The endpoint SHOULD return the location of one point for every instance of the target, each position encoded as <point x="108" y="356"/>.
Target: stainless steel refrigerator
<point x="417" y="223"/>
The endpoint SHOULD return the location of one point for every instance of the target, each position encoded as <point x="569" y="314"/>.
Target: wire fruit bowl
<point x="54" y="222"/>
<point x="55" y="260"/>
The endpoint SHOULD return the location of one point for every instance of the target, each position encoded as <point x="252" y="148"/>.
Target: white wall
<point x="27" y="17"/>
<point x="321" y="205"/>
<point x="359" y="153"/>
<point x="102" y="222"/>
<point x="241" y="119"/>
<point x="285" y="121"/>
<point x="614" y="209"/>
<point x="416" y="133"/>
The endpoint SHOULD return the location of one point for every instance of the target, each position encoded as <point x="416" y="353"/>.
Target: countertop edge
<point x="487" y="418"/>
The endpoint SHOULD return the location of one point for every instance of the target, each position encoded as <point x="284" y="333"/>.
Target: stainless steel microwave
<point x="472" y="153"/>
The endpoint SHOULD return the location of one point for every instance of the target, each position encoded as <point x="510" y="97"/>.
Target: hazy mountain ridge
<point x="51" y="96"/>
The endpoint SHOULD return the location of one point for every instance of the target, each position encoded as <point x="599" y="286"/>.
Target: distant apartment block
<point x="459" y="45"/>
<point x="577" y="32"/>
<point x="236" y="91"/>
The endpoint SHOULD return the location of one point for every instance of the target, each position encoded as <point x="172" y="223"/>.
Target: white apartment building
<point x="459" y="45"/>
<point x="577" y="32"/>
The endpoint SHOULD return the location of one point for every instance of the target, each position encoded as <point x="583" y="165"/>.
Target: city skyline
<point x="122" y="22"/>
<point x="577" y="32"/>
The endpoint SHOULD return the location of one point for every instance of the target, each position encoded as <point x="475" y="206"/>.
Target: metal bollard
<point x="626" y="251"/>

**Exercise requirements**
In the lines above, find each one with "SHOULD" and list it.

**Written solution**
The endpoint SHOULD return the location of one point for every instance of the target, each position encoded as <point x="108" y="356"/>.
The endpoint SHOULD return the location of one point for every instance of the target, each position encoded as <point x="569" y="314"/>.
The endpoint SHOULD return the location of one point for every instance of the target, each position encoded as <point x="252" y="148"/>.
The endpoint SHOULD return the location of one point for every instance of the target, each position encoded as <point x="416" y="353"/>.
The endpoint SHOULD return the location of one point for every instance of the target, each position encoded as <point x="284" y="333"/>.
The endpoint SHOULD return the location of one point for every instance of the target, each position encoded as <point x="510" y="97"/>.
The endpoint SHOULD return the location of one point for every instance of the target, each position encoded as <point x="599" y="286"/>.
The endpoint SHOULD return the location of one point for every instance of the target, each position encoded as <point x="172" y="223"/>.
The endpoint SHOULD return the location of one point for every instance of the target, each position encoded as <point x="583" y="165"/>.
The endpoint SHOULD return the location of one point for every instance of the target, each position encoded as <point x="475" y="206"/>.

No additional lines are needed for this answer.